_WHAT TO PRODUCE:_
Copy out, word for word, the part of the material from the line containing "We're building a dataset for door" through the line containing "[2,421,131,432]", both included.

* begin SUPPLIED RECORDS *

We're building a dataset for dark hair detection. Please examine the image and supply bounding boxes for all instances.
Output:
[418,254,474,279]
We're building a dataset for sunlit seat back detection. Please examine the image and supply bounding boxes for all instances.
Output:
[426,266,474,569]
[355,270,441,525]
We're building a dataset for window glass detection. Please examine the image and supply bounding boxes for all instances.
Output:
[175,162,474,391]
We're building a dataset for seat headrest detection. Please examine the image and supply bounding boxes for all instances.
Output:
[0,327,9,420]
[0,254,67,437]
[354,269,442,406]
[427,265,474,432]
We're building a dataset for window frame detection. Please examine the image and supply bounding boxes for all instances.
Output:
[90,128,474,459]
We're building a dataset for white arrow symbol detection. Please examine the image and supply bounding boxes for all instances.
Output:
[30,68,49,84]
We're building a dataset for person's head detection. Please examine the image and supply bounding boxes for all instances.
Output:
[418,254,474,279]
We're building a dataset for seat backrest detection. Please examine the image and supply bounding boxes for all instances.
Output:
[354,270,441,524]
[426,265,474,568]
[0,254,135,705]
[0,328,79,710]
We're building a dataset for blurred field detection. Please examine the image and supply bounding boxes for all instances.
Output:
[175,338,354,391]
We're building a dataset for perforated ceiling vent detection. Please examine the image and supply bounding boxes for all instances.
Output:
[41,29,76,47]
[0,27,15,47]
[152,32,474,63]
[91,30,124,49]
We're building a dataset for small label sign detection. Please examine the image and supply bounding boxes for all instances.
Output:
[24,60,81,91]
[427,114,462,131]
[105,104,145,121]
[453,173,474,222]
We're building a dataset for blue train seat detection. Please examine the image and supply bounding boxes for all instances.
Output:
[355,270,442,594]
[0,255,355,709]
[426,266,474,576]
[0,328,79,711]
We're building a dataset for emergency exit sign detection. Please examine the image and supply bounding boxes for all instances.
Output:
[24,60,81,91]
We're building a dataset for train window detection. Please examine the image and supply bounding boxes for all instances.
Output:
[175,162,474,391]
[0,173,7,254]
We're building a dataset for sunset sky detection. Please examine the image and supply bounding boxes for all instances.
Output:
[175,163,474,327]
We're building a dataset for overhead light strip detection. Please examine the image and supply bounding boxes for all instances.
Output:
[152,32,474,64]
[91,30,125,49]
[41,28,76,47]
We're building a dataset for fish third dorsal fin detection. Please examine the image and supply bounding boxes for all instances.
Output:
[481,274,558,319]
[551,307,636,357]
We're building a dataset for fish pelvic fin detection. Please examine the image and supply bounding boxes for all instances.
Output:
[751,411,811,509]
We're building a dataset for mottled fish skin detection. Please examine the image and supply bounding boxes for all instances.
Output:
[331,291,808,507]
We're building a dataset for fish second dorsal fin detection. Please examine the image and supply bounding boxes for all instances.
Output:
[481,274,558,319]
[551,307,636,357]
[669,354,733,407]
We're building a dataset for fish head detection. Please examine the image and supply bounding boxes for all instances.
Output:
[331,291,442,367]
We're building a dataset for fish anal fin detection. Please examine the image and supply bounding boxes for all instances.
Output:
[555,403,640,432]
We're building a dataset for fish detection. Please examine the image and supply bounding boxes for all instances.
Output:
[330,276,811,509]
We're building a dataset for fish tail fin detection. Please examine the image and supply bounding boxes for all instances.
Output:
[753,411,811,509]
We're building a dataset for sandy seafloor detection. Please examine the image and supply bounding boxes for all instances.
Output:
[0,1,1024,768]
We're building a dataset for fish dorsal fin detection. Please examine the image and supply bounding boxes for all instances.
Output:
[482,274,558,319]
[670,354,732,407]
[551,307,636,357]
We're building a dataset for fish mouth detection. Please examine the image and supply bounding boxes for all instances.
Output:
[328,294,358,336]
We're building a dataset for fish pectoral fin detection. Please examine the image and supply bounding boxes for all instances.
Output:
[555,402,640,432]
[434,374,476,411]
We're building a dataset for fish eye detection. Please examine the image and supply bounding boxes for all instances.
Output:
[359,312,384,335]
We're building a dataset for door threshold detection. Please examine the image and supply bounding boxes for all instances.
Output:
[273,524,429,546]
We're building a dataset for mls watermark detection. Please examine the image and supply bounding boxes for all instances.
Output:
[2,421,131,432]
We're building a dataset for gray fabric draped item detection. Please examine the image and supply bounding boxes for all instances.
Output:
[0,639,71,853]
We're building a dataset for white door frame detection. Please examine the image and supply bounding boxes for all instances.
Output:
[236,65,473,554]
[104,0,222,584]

* end SUPPLIED RECORDS *

_SOLVED PROBLEM:_
We're building a dataset for door threshold detection. Please examine the image and supply bounding boxes for all instances.
Output:
[273,524,429,546]
We're building a dataset for mls watermark detection. Please examine the image and supply bounding boxes for all instances.
Output:
[2,421,131,432]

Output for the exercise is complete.